Return every line of the data below that contains the word "white". Case counts.

§ **MATERIAL FOR THE TASK**
%%
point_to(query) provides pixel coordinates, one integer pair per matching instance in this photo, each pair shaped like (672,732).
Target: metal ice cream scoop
%%
%%
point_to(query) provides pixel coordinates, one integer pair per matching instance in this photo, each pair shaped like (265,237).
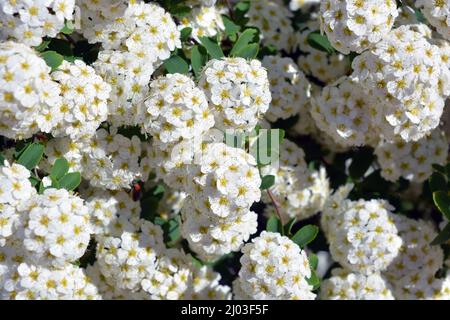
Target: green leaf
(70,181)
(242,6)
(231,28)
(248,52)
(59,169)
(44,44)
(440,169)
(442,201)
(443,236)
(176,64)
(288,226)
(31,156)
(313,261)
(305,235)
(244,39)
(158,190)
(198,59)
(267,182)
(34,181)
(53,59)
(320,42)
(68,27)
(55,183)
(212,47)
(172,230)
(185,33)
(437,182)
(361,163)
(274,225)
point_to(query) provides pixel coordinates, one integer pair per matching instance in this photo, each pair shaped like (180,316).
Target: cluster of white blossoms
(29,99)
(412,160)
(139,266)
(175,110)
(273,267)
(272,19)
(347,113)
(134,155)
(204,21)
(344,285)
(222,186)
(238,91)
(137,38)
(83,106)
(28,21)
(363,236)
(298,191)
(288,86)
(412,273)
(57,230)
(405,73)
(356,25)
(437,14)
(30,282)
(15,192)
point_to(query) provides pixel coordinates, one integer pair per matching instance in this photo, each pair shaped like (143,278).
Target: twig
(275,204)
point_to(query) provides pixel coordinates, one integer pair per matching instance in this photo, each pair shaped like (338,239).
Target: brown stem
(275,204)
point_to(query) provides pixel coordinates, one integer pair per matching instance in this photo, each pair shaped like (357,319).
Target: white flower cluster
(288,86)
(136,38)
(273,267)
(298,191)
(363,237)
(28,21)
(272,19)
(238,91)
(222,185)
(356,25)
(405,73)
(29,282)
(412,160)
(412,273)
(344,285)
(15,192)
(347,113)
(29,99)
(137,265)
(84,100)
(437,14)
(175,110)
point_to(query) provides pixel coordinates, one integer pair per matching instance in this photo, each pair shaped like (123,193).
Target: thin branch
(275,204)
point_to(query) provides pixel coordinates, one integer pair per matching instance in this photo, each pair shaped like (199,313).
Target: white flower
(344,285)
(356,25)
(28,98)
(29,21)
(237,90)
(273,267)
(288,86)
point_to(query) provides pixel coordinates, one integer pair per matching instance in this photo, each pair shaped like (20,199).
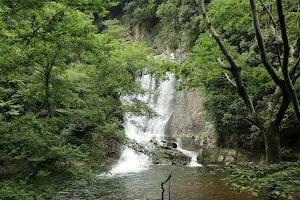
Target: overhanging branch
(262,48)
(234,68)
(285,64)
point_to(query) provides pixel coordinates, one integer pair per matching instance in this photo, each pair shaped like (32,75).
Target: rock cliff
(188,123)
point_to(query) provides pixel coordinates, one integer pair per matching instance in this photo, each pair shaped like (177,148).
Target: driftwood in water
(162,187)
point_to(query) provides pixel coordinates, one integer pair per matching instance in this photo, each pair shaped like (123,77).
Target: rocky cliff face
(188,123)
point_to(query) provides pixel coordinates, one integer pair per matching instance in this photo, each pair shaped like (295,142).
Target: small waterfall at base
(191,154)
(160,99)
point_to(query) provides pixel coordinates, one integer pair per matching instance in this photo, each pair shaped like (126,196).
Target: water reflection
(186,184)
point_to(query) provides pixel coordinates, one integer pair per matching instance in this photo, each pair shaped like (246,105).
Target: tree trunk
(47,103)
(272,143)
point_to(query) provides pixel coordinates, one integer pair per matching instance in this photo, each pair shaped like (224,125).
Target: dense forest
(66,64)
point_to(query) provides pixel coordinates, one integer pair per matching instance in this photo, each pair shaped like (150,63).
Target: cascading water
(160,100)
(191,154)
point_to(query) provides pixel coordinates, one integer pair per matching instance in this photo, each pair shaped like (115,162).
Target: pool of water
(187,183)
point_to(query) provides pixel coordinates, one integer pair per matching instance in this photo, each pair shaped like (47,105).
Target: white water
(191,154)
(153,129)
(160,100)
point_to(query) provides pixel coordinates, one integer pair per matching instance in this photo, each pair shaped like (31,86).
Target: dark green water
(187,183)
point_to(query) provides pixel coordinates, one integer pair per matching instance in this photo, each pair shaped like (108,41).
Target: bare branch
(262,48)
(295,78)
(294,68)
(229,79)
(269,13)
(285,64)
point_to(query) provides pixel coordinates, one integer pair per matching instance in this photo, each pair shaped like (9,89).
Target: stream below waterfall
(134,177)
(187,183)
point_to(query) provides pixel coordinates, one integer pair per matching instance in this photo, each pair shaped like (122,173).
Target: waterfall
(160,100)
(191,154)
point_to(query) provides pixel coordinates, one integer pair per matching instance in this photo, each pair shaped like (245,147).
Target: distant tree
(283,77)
%%
§ **ANSWER TO THE TASK**
Target: cluster of white blossoms
Target: white flower cluster
Target: white flower
Target: white water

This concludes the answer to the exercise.